- [SET TASK A]:
Arrange a stretch of the bounding-box entries as a JSON list of strings, one string per line and no blank lines. Begin at the entry line containing "Return a bounding box for every bus windshield" and stop after the entry line containing "[145,207,163,246]".

Zurbarán – National Gallery Exhibition 2026
What is the Zurbarán exhibition?
Zurbarán is the National Gallery’s 2026 exhibition dedicated to Francisco de Zurbarán, one of the great painters of Baroque Seville. Bringing together major loans from Europe and the United States, it traces his religious commissions, monumental saints, private devotional paintings and rare still lifes.
Exhibition at a Glance
- What: Zurbarán
- Where: National Gallery, London
- When: 2 May – 23 August 2026
- Why Go: Spain’s Baroque stillness, drama and light
- Tickets: From £20. Book online in advance.

About the Exhibition: Zurbarán
The Zurbarán exhibition at the National Gallery is the first major monographic exhibition in the UK devoted to Francisco de Zurbarán. For visitors who know Velázquez but have only a passing sense of Zurbarán, this is a rare opportunity to stand in front of a painter whose world is quieter, stranger and more concentrated: saints emerge from darkness, fruit seems held in suspension, and fabric carries almost as much emotional weight as the human figure.
Zurbarán spent most of his career in Seville, a city transformed in the seventeenth century by maritime trade with the Americas and by the visual culture of religious orders, processions and public devotion. His paintings were made for monasteries, churches, private patrons and, for a brief moment, the court of Philip IV in Madrid. This matters when looking at the exhibition: these works were not conceived as neutral museum objects, but as instruments of attention. They asked viewers to stop, look, contemplate and believe.

- [SET TASK B]:
Reproduce word for word the part of the Zurbarán exhibition page that begins at "About the Exhibition: Zurbarán" and stops after "the human figure.".

[Bounding-box entries]
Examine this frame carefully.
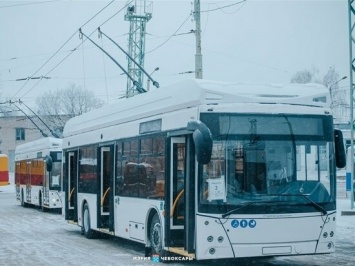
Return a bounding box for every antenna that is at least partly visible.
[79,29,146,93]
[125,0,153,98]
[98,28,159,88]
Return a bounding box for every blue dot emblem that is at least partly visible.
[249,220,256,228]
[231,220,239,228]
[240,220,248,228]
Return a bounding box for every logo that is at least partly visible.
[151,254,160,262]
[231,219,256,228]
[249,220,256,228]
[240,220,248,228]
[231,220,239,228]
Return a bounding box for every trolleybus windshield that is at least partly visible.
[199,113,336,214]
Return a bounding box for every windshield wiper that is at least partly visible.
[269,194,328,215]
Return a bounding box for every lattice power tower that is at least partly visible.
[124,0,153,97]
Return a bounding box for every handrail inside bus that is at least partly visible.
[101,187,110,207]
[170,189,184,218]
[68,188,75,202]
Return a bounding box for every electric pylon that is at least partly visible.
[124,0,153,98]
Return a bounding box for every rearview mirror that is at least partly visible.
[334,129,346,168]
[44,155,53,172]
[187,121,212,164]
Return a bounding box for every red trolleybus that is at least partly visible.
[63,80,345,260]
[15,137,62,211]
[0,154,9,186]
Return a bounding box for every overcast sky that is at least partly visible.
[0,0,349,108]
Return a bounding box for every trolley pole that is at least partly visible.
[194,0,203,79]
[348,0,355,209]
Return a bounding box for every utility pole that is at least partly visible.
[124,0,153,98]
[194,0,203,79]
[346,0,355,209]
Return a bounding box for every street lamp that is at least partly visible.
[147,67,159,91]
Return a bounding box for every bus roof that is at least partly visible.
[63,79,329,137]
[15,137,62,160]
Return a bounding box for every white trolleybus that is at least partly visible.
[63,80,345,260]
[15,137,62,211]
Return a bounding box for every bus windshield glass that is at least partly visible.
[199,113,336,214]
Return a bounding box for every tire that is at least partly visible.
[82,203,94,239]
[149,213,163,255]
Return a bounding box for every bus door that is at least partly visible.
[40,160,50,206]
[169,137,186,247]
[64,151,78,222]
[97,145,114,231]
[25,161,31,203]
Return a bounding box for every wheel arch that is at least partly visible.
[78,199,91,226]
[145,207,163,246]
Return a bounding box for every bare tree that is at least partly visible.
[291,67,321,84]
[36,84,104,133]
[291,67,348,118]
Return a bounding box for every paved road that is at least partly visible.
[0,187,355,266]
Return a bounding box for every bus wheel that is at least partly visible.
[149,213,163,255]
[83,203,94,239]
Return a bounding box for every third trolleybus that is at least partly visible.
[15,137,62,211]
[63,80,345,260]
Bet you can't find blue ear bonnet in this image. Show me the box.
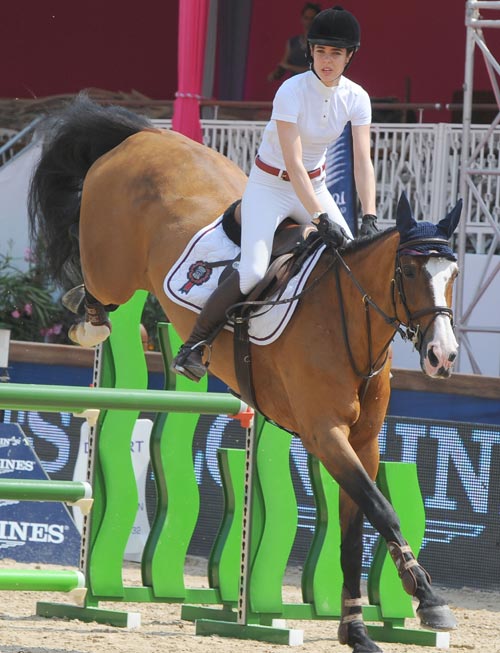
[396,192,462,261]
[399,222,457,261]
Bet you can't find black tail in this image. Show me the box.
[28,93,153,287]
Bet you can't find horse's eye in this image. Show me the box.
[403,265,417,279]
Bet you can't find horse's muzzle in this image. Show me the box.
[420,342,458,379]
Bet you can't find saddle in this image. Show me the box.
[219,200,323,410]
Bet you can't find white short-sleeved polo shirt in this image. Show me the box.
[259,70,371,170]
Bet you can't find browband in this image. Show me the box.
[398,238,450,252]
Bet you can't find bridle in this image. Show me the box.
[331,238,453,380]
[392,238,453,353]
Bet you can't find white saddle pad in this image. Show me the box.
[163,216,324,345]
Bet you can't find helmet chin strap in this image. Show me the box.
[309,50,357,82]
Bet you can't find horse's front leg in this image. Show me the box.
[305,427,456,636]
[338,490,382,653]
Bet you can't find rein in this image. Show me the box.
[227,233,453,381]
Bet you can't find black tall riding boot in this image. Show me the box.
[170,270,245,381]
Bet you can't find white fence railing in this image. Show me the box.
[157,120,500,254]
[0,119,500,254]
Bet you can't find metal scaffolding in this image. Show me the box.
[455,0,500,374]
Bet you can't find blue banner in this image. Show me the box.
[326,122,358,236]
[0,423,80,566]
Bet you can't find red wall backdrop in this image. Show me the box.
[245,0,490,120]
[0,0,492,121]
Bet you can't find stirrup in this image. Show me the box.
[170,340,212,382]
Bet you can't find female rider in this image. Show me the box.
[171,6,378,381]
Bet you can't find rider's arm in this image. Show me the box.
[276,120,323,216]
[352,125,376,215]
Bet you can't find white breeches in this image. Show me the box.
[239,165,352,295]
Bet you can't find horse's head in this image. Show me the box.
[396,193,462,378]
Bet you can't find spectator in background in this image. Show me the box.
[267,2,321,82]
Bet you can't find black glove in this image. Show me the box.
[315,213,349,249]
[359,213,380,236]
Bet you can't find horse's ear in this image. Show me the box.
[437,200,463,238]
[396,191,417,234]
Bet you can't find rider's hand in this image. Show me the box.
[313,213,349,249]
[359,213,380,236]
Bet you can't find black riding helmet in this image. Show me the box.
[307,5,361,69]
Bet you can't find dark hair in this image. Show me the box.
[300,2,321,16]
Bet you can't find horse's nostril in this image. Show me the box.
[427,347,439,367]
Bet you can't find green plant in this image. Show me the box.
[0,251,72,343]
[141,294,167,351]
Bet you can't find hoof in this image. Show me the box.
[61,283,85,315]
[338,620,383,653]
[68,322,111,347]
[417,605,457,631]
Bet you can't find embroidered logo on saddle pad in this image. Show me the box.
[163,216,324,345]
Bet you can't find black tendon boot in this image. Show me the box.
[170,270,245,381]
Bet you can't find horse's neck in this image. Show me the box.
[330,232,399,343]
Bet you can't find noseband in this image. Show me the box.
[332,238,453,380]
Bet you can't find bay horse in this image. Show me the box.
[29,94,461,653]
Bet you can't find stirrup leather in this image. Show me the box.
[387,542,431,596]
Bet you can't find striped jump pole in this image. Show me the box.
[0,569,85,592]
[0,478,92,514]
--
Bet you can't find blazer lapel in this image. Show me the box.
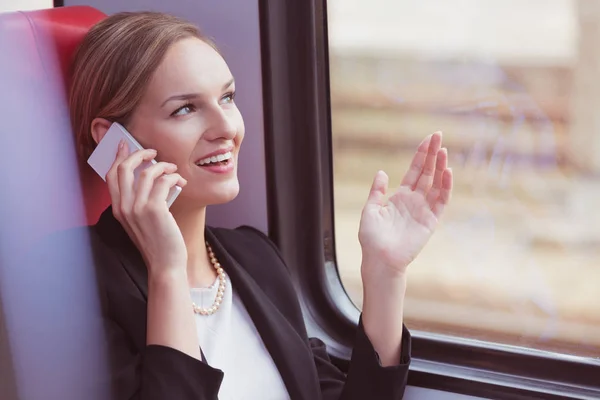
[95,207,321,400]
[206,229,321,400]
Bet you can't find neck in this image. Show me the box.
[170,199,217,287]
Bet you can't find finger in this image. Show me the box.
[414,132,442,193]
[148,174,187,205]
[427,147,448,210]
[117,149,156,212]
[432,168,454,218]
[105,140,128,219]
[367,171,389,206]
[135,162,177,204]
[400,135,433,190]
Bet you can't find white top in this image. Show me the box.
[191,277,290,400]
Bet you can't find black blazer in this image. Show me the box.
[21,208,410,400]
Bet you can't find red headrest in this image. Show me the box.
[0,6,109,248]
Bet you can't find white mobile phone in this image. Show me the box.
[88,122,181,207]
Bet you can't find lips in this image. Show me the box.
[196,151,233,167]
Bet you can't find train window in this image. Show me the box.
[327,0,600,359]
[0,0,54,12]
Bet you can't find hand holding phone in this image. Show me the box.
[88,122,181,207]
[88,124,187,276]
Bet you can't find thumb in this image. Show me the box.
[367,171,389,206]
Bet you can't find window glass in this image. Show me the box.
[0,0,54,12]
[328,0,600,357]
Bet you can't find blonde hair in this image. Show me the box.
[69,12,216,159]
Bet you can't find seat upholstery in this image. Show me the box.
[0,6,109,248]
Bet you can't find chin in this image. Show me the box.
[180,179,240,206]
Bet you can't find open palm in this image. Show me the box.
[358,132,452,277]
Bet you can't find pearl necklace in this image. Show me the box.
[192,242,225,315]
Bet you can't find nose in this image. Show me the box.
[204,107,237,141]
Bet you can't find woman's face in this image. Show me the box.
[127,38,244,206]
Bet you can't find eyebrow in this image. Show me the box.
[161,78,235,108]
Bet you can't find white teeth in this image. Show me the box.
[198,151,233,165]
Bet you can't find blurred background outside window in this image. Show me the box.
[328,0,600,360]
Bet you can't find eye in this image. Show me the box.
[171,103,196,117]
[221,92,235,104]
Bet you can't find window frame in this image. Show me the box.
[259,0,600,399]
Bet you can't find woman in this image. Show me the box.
---
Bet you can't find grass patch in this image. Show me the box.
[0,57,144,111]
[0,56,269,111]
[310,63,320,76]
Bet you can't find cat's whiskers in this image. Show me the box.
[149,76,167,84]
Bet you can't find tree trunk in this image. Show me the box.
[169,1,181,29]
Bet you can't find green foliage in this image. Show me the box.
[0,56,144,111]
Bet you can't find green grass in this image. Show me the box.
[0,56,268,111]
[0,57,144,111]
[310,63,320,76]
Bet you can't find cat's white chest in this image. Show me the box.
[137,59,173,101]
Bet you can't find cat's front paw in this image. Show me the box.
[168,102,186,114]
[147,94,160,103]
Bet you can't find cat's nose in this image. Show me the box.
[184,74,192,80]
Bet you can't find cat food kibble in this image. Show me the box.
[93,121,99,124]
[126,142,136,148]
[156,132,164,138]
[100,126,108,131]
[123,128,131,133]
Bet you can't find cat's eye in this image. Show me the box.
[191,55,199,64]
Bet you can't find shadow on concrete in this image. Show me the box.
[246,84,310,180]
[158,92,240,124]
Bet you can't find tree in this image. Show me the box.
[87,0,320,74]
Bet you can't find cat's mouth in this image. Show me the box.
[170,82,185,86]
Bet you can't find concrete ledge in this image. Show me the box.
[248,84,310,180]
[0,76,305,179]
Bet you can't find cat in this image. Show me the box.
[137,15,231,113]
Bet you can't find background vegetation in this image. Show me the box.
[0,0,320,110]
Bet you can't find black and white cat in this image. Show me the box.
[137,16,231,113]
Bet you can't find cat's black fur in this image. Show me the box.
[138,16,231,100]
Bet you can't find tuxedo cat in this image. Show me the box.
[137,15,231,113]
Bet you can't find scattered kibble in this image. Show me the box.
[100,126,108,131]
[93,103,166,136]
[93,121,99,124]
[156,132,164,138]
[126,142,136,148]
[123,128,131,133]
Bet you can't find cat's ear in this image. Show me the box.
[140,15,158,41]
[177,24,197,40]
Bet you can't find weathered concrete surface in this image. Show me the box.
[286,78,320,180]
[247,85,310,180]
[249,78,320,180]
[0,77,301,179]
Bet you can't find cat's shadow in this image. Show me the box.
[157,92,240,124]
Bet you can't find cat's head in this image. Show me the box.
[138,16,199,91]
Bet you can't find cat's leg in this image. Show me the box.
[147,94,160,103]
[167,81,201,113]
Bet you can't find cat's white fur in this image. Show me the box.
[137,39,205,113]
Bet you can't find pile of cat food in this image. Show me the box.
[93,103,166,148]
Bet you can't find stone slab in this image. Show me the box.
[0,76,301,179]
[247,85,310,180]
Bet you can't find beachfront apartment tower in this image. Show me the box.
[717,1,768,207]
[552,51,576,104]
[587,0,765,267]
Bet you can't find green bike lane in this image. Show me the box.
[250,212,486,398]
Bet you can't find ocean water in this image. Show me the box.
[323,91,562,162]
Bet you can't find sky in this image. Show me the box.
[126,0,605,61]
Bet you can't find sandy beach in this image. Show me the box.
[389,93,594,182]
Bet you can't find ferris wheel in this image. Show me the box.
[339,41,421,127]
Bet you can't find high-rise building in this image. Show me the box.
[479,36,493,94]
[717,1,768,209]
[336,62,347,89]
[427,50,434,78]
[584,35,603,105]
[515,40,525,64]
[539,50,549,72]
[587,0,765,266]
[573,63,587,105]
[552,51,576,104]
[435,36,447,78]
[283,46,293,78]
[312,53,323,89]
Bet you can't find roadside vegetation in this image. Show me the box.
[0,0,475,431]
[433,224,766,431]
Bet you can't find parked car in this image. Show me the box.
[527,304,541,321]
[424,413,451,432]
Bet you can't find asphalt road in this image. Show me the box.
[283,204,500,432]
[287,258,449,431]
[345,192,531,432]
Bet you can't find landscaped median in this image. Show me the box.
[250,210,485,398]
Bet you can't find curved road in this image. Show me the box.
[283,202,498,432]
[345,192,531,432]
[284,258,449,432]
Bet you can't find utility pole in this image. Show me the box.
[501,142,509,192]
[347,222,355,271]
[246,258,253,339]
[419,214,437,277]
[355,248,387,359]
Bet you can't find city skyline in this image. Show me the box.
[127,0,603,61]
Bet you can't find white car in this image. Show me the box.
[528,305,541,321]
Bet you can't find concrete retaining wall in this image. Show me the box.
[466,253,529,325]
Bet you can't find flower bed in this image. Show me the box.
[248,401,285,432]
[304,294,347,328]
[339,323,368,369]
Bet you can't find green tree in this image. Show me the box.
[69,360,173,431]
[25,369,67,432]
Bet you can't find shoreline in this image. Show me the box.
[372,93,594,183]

- [FULL SOLUTION A]:
[
  "Return a bounding box for every bus windshield glass that is at least partly visible.",
  "[199,113,336,214]",
  "Return a bounding box for every tire that is at least partly visible.",
  "[82,203,94,239]",
  "[149,213,163,255]",
  "Return a bounding box for every bus door that is at least partly visible.",
  "[40,160,50,206]",
  "[169,137,186,247]",
  "[64,151,78,222]",
  "[97,145,114,231]",
  "[25,161,31,203]",
  "Return a bounding box for every wheel arch that is at least partly visible.",
  "[78,199,91,226]",
  "[145,207,163,246]"
]

- [FULL SOLUTION B]:
About the Exhibition: Zurbarán
The Zurbarán exhibition at the National Gallery is the first major monographic exhibition in the UK devoted to Francisco de Zurbarán. For visitors who know Velázquez but have only a passing sense of Zurbarán, this is a rare opportunity to stand in front of a painter whose world is quieter, stranger and more concentrated: saints emerge from darkness, fruit seems held in suspension, and fabric carries almost as much emotional weight as the human figure.